## Request 1
Reproduce the README on the meter-reading OCR pipeline below word for word, in full.

## Excerpt provided
Skip to content

purplegeminii/ECG_OCR

Repository files navigation

ECG Postpaid Meter Readings — Tesseract OCR Fine-Tuning Pipeline

A robust, end-to-end pipeline for training/retraining a Tesseract OCR model specifically optimised for Ghana ECG (Electricity Company of Ghana) postpaid meter reading images.


Table of Contents

  1. Project Structure
  2. Quick Start
  3. Makefile Reference
  4. Pipeline Phases
  5. Configuration
  6. Scripts Reference
  7. Notebooks
  8. Evaluation
  9. Troubleshooting
  10. System Overview

Project Structure

ecg-ocr-project/
├── Makefile             # Convenient shortcuts for all pipeline operations (make help)
├── raw_images/          # Original meter reading photos
├── preprocessed/        # Cleaned/deskewed images ready for OCR
├── ground_truth/        # .gt.txt label files (paired with .tif)
├── augmented/           # Synthetically augmented images
├── eval_data/           # Holdout test set (auto-populated by 04_prepare_training_data.py)

## Request 2
Format as a numbered list the lines of the entries below, from the first line of the entries through the line containing "44 196 L 60", and omit blank lines.

## Shape labeling records
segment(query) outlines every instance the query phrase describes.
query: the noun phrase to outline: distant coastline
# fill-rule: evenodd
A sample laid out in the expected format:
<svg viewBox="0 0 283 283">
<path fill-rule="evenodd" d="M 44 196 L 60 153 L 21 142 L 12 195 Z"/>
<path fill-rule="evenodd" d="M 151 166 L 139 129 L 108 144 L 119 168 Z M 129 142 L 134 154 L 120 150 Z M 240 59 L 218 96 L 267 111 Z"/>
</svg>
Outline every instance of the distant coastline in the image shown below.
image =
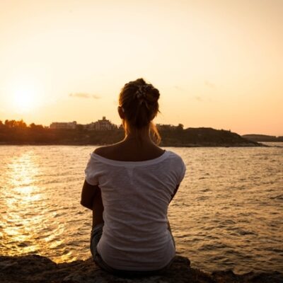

## Solution 1
Skip to content

purplegeminii/ECG_OCR

Repository files navigation

ECG Postpaid Meter Readings — Tesseract OCR Fine-Tuning Pipeline

A robust, end-to-end pipeline for training/retraining a Tesseract OCR model specifically optimised for Ghana ECG (Electricity Company of Ghana) postpaid meter reading images.


Table of Contents

  1. Project Structure
  2. Quick Start
  3. Makefile Reference
  4. Pipeline Phases
  5. Configuration
  6. Scripts Reference
  7. Notebooks
  8. Evaluation
  9. Troubleshooting
  10. System Overview

Project Structure

ecg-ocr-project/
├── Makefile             # Convenient shortcuts for all pipeline operations (make help)
├── raw_images/          # Original meter reading photos
├── preprocessed/        # Cleaned/deskewed images ready for OCR
├── ground_truth/        # .gt.txt label files (paired with .tif)
├── augmented/           # Synthetically augmented images
├── eval_data/           # Holdout test set (auto-populated by 04_prepare_training_data.py)

## Solution 2
1. segment(query) outlines every instance the query phrase describes.
2. query: the noun phrase to outline: distant coastline
3. # fill-rule: evenodd
4. A sample laid out in the expected format:
5. <svg viewBox="0 0 283 283">
6. <path fill-rule="evenodd" d="M 44 196 L 60 153 L 21 142 L 12 195 Z"/>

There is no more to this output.